La Mystification fatale/Deuxième Partie/II


Texte établi par Léandre d’André, Imprimerie André Coromilas (p. 107-113).
§ II. — Zernicavius. — Læmmer.


Ici se présente la grande difficulté de ma tâche : par où commencer, par où finir dans ce fourré ? Divers auteurs orientaux anciens et modernes, qui ont écrit sur le sujet inépuisable de la question de fond, ont découvert et signalé plusieurs de ces attentats. Ici je ne ferai que signaler particulièrement un ouvrage publié en 1795—96, (Reggiomonti) par Zernicavius, Tractatus de processione Spiritus Sancti, traduit en grec ancien par Eugenius Bulgaris archevêque de Kherson. Le traducteur l’a complété par d’autres preuves et observations qui avaient échappé à l’attention de l’auteur, ou qui avaient été découvertes après lui par d’autres écrivains postérieurs ; et quoique des découvertes plus modernes soient venues corroborer divers points qui y sont traités, cet ouvrage à lui seul est un monument plus mémorable que les boucliers d’argent de Léon III dont nous avons parlé, plus durables que s’il fût d’airain ære perennius, à la honte et à la confusion perpétuelle des faussaires et falsificateurs, et à celle de leurs fauteurs.
----------------
> PROBLÈMES:
#1 Résumez en deux phrases le texte sur l'ouvrage de Zernicavius.
#2 Rédigez la suite du texte sur l'ouvrage de Zernicavius, à partir de sa dernière phrase.

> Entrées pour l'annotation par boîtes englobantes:
----------------
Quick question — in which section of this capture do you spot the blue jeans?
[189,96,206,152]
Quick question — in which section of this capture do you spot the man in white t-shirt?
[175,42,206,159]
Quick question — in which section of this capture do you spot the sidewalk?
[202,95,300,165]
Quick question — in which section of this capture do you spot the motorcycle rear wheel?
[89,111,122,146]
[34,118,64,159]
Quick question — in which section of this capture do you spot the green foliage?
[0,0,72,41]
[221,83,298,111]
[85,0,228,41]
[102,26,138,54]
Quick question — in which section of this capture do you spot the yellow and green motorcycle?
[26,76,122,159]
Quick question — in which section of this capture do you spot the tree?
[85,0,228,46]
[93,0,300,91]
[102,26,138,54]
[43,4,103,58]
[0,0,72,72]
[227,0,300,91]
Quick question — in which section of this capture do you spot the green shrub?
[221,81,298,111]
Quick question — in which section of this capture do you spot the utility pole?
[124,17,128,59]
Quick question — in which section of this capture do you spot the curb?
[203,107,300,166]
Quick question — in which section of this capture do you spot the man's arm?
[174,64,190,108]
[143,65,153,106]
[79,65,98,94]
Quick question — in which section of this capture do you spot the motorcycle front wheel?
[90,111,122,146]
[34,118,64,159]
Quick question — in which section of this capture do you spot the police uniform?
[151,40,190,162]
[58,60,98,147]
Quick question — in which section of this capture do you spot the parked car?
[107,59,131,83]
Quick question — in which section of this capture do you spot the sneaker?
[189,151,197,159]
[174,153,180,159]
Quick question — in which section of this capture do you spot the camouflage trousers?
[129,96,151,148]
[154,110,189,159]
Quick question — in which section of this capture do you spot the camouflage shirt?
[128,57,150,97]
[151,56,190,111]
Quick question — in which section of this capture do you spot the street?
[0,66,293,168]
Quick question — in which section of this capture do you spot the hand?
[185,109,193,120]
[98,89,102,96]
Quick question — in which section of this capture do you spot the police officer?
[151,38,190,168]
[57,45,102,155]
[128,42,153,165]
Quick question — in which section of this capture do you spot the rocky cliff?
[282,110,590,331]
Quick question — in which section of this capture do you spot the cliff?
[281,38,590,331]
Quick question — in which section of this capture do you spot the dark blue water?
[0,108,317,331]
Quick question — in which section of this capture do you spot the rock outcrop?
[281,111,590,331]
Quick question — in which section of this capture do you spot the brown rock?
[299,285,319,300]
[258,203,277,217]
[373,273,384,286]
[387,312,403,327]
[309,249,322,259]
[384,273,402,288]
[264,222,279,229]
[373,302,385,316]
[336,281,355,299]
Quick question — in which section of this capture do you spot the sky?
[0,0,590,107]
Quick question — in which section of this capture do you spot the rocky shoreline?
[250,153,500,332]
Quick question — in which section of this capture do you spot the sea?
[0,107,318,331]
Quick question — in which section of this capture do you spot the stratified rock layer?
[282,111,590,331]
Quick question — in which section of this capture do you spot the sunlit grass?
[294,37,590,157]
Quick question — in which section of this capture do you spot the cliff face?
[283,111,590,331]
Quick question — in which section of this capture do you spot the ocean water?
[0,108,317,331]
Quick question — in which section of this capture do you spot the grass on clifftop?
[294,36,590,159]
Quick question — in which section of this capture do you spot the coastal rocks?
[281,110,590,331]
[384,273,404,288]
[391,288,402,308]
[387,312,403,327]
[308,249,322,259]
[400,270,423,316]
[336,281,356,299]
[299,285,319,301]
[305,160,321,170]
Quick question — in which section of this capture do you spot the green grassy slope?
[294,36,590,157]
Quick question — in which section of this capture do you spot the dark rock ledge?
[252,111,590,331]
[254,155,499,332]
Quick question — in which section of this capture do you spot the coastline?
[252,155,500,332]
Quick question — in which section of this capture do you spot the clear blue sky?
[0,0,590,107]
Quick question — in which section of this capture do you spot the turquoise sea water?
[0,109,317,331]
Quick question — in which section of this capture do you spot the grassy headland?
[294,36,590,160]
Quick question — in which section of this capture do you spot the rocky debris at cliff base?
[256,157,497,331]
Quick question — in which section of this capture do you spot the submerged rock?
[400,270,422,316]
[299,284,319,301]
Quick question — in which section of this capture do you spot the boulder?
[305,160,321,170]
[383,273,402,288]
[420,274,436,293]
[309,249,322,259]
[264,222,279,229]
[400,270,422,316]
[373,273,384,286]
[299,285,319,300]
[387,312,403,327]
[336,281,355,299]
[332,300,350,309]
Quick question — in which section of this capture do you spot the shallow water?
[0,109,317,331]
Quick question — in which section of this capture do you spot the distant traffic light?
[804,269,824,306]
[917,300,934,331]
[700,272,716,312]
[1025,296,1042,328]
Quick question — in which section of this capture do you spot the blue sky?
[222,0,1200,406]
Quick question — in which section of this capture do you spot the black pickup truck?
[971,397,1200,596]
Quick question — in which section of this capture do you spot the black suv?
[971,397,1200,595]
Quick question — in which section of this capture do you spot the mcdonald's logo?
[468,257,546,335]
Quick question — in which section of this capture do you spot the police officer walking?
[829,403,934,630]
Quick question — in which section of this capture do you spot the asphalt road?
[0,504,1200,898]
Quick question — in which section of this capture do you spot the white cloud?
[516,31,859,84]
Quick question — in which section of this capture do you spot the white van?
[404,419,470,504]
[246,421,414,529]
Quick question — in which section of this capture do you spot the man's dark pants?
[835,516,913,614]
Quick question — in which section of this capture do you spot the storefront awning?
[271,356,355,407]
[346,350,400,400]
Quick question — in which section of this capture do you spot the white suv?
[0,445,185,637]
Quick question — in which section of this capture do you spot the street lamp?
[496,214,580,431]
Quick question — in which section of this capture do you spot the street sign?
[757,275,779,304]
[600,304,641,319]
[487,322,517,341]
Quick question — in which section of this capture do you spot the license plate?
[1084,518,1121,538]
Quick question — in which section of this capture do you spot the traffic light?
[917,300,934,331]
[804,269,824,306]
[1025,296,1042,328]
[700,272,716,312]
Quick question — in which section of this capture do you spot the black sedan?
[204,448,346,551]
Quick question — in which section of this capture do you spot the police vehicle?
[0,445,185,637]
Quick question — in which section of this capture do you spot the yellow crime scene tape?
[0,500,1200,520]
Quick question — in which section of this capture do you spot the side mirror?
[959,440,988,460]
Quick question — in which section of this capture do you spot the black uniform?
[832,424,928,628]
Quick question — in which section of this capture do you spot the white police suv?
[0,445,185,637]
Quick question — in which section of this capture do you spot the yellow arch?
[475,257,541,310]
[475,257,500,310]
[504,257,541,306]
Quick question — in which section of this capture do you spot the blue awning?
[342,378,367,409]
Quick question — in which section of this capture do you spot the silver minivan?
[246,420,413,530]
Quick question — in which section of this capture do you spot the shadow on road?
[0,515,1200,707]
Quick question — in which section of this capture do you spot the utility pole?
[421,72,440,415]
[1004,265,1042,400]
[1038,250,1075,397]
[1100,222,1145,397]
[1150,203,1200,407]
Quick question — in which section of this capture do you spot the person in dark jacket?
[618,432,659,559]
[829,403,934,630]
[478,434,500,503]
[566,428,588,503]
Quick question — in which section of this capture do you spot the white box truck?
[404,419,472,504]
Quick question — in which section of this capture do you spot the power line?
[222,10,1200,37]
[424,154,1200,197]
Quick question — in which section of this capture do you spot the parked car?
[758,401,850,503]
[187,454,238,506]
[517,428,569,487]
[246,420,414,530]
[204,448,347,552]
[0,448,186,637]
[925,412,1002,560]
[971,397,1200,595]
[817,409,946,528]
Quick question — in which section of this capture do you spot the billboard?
----------------
> RÉPONSES DANS L'ORDRE:
#1 Le texte souligne la difficulté de savoir par où commencer, puisque divers auteurs orientaux anciens et modernes ont déjà découvert et signalé plusieurs de ces attentats. Il met en avant le Tractatus de processione Spiritus Sancti de Zernicavius, publié en 1795-96, traduit en grec ancien et complété par Eugenius Bulgaris, archevêque de Kherson, qu'il présente comme un monument durable à la honte des faussaires et falsificateurs et de leurs fauteurs.

#2
Jusqu’en ces derniers temps, je n’ai rencontré nulle part la mention de cet ouvrage, dans les divers écrits qui touchent directement ou indirectement à cette question de la procession — J’entends parler de ceux publiés en langue française, où se bornent principalement mes lectures et mes études en toute matière ; quant aux autres je ne puis rien affirmer — On s’est mis à couvert sous la conspiration du silence[1]. Les vaticanistes mis en demeure d’y répondre par une revue périodique religieuse : l’Union Chrétienne, publiée à Paris, ils continuèrent leur système en faisant la sourde oreille jusqu’à un certain temps. Dernièrement cependant, M. Hugo Laemmer docteur en théologie et en philosophie, sous-régent du séminaire épiscopal de Brunsberg, missionnaire apostolique et conseiller près la congrégation de la Propagande pour les rites orientaux, assuma l’ingrate mission de se mesurer avec lui. Dans ce but il commença en 1864 à publier à Fribourg, une bibliothèque choisie de divers ouvrages de théologie de la Grèce qu’il y appelle : Orthodoxe[2].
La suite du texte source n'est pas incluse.